» Requirement 1
Show every line in the rows below that contains the string "Target", matching case exactly.

» Passage

TMDSDOCK28335: Integrating working SPI code and working SCI/UART (sending to LabView) code together.

Hello everyone,

I have a question regarding SPI on the TMDSDOCK28335. I am trying to send data to the TMDSDOCK28335 from the CC3200 using SPI. This is currently working fine. The problem is trying to integrate the SPI code with SCI/UART LabView code. We have working code for SPI, and we also have working code to display the read in values on LabView. But, like I said, when we try to combine these two pieces of code together, nothing displays on LabView and LabView will timeout after 10 seconds after not receiving any data. Here is the code so you can see what I have.

NOTE: I have not tried to add in any actual SPI code. The only thing I added was the SPI configuration call function (InitSpiaGpio()) and the two function calls (spi_init() and spi_fifo_init()) that set up the SPI registers. So, something is telling me that the SPI register configuration is somehow interfering with the LabView code already on the TMDSDOCK28335.

Thanks for your help,

Dalen M.

#include "stdio.h"
#include "string.h"
#include "DSP28x_Project.h"

#if (CPU_FRQ_150MHZ)
#define ADC_MODCLK 0x3
#endif

#if (CPU_FRQ_100MHZ)
#define ADC_MODCLK 0x2
#endif

#define ADC_CLKPS 0x0
#define ADC_SHCLK 0x0

#define BUFSIZE 256

//---PROTOTYPES------------------------------
void scia_echoback_init(void);
void scia_fifo_init(void);
void scia_xmit(int a);
void scia_msg(char *msg);
__interrupt void rxinta_isr(void);
__interrupt void adc_isr(void);
void spi_fifo_init(void);
void spi_init(void);
//---GLOBAL VARIABLES------------------------------
//--SCIA Variables--------------------
char msg[128];
char rxbuf[BUFSIZE];
Uint16 bufi = 0;
int slen;
int debug;
//char* testBuffer;
//ADC GlobaL
Uint16 output_voltage;
float test_analog_voltage;

unsigned int int1 = 16;
unsigned int int2 = 2568;
unsigned int int3 = 52258;
unsigned int int4 = 32000;

//char totalBuff[128];

char test1[8];
char test2[8];
char test3[8];
char test4[8];

//---MAIN PROGRAM------------------------------
 int main(void) {

// Step 1. Initialize System Control:
// PLL, WatchDog, enable Peripheral Clocks
// This example function is found in the DSP2833x_SysCtrl.c file.

» Requirement 2
Quote the forum thread above from "NOTE: I have" up to and including "#if (CPU_FRQ_150MHZ)".

Stored dataset items:
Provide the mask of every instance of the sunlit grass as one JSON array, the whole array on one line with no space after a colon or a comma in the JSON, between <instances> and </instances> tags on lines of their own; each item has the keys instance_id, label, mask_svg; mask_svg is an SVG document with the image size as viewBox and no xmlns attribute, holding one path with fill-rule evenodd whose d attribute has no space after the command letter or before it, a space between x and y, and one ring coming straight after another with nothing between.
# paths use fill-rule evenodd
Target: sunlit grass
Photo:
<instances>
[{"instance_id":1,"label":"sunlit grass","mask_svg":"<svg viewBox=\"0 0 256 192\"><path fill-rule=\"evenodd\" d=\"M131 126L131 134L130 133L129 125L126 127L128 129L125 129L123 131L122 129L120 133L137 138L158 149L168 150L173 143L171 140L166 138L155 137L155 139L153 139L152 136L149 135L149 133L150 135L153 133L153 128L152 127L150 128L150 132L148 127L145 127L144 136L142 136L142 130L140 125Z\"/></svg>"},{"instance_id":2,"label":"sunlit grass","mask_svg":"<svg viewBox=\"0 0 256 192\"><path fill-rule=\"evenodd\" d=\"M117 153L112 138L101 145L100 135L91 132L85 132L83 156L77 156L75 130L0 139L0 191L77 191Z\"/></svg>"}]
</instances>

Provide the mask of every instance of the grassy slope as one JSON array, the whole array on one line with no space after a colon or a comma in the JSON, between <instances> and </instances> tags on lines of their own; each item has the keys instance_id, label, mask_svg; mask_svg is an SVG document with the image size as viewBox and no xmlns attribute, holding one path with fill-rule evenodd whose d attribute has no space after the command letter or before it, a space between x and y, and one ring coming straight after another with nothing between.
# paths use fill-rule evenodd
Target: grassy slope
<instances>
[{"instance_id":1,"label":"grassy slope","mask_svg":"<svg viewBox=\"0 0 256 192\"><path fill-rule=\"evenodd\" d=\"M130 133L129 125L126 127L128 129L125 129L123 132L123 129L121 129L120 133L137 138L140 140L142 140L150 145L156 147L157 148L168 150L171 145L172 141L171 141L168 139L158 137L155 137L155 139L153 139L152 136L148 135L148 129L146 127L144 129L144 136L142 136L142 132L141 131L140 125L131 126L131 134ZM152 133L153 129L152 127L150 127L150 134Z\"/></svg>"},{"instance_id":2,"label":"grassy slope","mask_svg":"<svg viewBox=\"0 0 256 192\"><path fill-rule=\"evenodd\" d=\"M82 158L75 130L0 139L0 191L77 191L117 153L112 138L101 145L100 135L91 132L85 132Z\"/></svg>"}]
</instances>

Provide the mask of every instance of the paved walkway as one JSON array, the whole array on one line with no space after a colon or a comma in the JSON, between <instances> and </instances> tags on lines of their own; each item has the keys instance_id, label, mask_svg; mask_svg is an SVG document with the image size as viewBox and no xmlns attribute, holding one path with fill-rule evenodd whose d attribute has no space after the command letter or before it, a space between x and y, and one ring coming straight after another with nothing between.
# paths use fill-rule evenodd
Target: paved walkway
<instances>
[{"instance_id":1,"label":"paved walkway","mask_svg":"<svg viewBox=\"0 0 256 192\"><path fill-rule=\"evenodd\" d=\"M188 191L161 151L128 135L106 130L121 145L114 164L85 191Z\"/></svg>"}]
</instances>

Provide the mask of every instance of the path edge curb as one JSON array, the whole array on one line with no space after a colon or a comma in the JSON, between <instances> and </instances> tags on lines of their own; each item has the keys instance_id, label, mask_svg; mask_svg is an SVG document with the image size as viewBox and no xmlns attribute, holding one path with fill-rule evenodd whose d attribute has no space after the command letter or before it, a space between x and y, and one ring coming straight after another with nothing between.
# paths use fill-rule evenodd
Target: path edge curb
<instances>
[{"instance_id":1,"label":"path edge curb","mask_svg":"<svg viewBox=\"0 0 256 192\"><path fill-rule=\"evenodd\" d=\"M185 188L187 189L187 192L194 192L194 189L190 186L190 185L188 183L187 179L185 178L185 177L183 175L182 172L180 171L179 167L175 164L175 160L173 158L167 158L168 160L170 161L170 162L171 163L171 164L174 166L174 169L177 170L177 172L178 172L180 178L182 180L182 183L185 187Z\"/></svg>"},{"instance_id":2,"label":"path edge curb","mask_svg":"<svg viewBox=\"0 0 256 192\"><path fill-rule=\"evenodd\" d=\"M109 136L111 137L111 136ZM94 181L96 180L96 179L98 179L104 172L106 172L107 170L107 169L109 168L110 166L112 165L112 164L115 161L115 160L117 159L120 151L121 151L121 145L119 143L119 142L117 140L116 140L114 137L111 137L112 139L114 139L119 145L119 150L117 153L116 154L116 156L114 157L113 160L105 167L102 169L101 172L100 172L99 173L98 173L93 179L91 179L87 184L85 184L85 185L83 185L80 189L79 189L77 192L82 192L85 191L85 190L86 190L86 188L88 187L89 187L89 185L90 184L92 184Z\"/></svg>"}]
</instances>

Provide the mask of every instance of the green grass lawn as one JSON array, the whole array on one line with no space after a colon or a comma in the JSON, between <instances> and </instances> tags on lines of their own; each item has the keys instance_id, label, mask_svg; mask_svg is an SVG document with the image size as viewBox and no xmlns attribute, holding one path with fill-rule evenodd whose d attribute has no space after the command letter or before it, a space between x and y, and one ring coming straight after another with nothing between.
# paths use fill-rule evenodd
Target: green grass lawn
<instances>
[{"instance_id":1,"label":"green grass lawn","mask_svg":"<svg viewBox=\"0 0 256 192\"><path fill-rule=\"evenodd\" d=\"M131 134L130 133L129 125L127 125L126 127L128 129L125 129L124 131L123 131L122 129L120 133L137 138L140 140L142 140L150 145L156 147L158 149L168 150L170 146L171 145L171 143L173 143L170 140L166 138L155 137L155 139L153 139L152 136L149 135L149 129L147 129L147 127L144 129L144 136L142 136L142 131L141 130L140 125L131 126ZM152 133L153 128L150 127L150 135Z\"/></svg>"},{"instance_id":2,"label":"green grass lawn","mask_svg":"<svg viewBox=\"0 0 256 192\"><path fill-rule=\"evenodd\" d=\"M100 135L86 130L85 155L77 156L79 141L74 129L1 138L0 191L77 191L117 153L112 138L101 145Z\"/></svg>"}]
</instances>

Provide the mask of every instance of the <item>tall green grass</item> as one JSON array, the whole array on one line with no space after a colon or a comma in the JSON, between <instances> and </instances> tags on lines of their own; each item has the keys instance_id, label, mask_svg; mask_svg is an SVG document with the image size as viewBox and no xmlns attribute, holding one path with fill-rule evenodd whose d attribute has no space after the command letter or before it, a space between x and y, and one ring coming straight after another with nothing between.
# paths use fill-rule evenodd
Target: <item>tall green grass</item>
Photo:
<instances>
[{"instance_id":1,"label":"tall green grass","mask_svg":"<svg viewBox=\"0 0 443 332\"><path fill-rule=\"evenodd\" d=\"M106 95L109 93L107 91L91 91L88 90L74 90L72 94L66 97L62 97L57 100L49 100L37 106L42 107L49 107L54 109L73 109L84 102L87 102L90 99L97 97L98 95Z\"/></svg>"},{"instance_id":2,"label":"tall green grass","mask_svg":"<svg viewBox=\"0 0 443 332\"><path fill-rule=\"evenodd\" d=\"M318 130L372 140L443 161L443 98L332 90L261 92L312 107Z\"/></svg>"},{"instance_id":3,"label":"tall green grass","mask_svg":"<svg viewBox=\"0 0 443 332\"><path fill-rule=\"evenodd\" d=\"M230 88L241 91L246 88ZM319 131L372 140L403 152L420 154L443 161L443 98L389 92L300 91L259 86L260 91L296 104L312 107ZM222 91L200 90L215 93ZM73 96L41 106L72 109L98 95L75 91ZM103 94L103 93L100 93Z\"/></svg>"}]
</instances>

» Written response 1
Target: sunlit grass
Target: grassy slope
Target: paved walkway
Target: path edge curb
Target: green grass lawn
Target: <item>tall green grass</item>

» Written response 2
NOTE: I have not tried to add in any actual SPI code. The only thing I added was the SPI configuration call function (InitSpiaGpio()) and the two function calls (spi_init() and spi_fifo_init()) that set up the SPI registers. So, something is telling me that the SPI register configuration is somehow interfering with the LabView code already on the TMDSDOCK28335.

Thanks for your help,

Dalen M.

#include "stdio.h"
#include "string.h"
#include "DSP28x_Project.h"

#if (CPU_FRQ_150MHZ)